Extract provided.
>> start
Georgia Watson Craven:They always had trouble with moisture down there. I think that was where most of his work was done and it was a larger room. Across that room when you came in, the room was narrow and the next room took up part of that space, as near as I remember. You entered that room through a door that was on the east side and that was the small room, maybe not much bigger than this room, but it had a fireplace in it.

Tom Watson Brown: In the basement?

Georgia Watson Craven:It must have been part of the fireplace that was the old living room and _____ terrace.

Tom Watson Brown: In the basement?

Georgia Watson Craven:Right.

Tom Watson Brown: How about the entrance from the west side?

Georgia Watson Craven:That was where the steps came down and went into the west side of the north room there. Of course, when it rained, that entrance down there could get flooded.

Tom Watson Brown: These other steps you're talking about from the east side, did they go into the south room in the basement, or did they go into the same room, the north room?

Georgia Watson Craven:They angled sort of between the north side and the south side.

Tom Watson Brown: And they've been sort of covered up?

Georgia Watson Craven:I don't know what they did with those.

Tom Watson Brown: Okay. I'll tell you the way it looks now. You can't get in except from the west side. You go down those same steps and you go in the door and there is a room that's like a double room. Pop's got two old desks sitting in it and everything faces towards the west side steps. I haven't seen any trace of an east side entrance, but I haven't looked that hard.

Georgia Watson Craven:Well, you would have to look close.

Tom Watson Brown: Back in the pantry on the east wall, there was a huge refrigerator.

Georgia Watson Craven:Electric?

Tom Watson Brown: No, they didn't have electric refrigerators in those days.

Tom Watson Brown: Icebox?

Georgia Watson Craven:An icebox it was - held a huge hunk of ice.

Tom Watson Brown: So, the iceman came?

Georgia Watson Craven:Yes, the iceman came.

Tom Watson Brown: You say it was huge. How big?

Georgia Watson Craven:It was at least as wide as the plaster part of that, between that door and where the chimney ends over here.

Tom Watson Brown: That looks like about five feet.

Georgia Watson Craven:At least. I think it was more than that.

Tom Watson Brown: Six feet.

Georgia Watson Craven:Six or seven feet. Six feet.

Tom Watson Brown: How tall? My height?

Georgia Watson Craven:I don't know whether it was quite that tall. It was between five and six feet.

Tom Watson Brown: How deep?

Georgia Watson Craven:Well, it had to hold a big hunk of ice. I don't know how deep.
>> end
The input.
>> start
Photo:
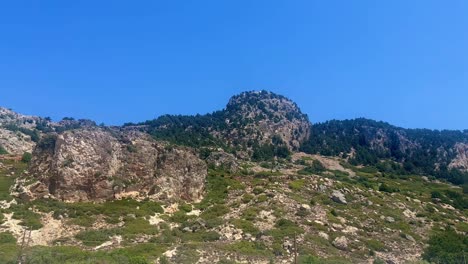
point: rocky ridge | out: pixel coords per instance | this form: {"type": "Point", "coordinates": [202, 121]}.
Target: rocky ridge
{"type": "Point", "coordinates": [101, 164]}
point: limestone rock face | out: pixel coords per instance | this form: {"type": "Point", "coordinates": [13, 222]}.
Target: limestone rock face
{"type": "Point", "coordinates": [338, 197]}
{"type": "Point", "coordinates": [221, 159]}
{"type": "Point", "coordinates": [262, 115]}
{"type": "Point", "coordinates": [100, 164]}
{"type": "Point", "coordinates": [15, 143]}
{"type": "Point", "coordinates": [461, 160]}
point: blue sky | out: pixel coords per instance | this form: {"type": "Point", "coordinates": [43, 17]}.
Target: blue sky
{"type": "Point", "coordinates": [404, 62]}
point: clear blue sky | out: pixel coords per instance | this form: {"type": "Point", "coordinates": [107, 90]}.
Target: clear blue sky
{"type": "Point", "coordinates": [404, 62]}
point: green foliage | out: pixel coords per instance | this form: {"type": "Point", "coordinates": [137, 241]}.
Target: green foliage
{"type": "Point", "coordinates": [246, 226]}
{"type": "Point", "coordinates": [315, 168]}
{"type": "Point", "coordinates": [267, 152]}
{"type": "Point", "coordinates": [375, 245]}
{"type": "Point", "coordinates": [285, 228]}
{"type": "Point", "coordinates": [3, 150]}
{"type": "Point", "coordinates": [33, 133]}
{"type": "Point", "coordinates": [26, 158]}
{"type": "Point", "coordinates": [297, 185]}
{"type": "Point", "coordinates": [7, 238]}
{"type": "Point", "coordinates": [386, 188]}
{"type": "Point", "coordinates": [247, 198]}
{"type": "Point", "coordinates": [446, 247]}
{"type": "Point", "coordinates": [94, 238]}
{"type": "Point", "coordinates": [192, 131]}
{"type": "Point", "coordinates": [334, 138]}
{"type": "Point", "coordinates": [248, 248]}
{"type": "Point", "coordinates": [214, 211]}
{"type": "Point", "coordinates": [28, 218]}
>> end
Stated goal 1.
On which wall of the pantry was the icebox, according to the interview excerpt?
Stated goal 2.
Pick out every line of the entries that contains the string "face", treating uppercase and lowercase as different.
The interview excerpt and the entries are unrelated to each other.

Task response 1.
The east wall.

Task response 2.
point: limestone rock face | out: pixel coords per instance | this form: {"type": "Point", "coordinates": [13, 222]}.
Target: limestone rock face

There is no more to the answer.